Aim:
Can you quote exactly the stretch of lines from the one with "Thank you for the photo. Could you tag the impala's hind" through the final line of the material, both ends included?

Records supplied:
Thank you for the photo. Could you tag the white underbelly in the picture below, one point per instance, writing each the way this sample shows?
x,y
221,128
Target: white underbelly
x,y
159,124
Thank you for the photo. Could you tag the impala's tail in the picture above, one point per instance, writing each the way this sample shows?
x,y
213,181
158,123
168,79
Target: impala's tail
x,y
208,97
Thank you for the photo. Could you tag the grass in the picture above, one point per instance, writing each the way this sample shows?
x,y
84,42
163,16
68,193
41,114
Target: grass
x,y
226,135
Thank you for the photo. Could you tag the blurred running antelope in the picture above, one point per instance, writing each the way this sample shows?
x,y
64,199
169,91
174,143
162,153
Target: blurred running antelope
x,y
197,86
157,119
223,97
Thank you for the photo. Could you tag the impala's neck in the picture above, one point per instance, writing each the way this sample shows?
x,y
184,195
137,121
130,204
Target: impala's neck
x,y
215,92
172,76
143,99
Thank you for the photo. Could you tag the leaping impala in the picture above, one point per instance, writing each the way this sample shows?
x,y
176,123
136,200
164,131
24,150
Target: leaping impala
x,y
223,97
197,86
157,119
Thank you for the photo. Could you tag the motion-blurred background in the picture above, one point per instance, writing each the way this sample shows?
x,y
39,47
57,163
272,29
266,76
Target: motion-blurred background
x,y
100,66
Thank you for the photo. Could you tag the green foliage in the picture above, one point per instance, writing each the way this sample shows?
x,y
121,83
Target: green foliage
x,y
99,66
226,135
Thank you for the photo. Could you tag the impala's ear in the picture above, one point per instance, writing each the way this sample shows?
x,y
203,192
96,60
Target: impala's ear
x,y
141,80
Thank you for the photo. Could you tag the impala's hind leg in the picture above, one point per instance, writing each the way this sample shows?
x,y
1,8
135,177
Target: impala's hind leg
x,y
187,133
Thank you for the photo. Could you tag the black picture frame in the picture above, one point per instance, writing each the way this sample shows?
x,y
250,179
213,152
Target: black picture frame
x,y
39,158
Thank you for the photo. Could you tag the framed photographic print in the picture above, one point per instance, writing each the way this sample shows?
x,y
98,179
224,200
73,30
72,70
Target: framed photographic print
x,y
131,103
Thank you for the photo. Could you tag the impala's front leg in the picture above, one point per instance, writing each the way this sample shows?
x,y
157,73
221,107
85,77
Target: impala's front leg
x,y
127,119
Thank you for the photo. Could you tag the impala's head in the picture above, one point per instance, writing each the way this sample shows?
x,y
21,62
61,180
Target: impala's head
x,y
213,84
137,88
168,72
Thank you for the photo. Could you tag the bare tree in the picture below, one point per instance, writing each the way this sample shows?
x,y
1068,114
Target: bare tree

Exercise response:
Thank you for the photo. Could you tag the impala's hind leg in the picture above, one point per instance, writing each the way this sample shows?
x,y
1,8
135,177
Target: impala's hind leg
x,y
187,133
Thank you for the photo. Could you tag the black picture frame in the picture above, one point per instance, writing each the way this sample shows?
x,y
250,179
213,152
Target: black picture frame
x,y
39,158
Thank you for the photo. Could you tag the framed photographic print in the picture above, one point per instance, writing each the way this sample shows?
x,y
98,179
224,200
73,30
72,70
Target: framed photographic print
x,y
131,103
Thank you for the photo. Could you tag the impala's front leg in the picture above, one point per instance, writing each the way this sample shows?
x,y
157,73
221,107
85,77
Target: impala's front leg
x,y
127,119
Thank you for the photo. Could you tag the impala's head in the picture above, one point per instance, writing each the way this sample shows?
x,y
21,62
61,180
Target: impala's head
x,y
213,84
137,88
168,72
Thank you for the photo. Could you tag the bare tree in the picture below, one point per instance, writing each the way this sample shows?
x,y
1068,114
Target: bare tree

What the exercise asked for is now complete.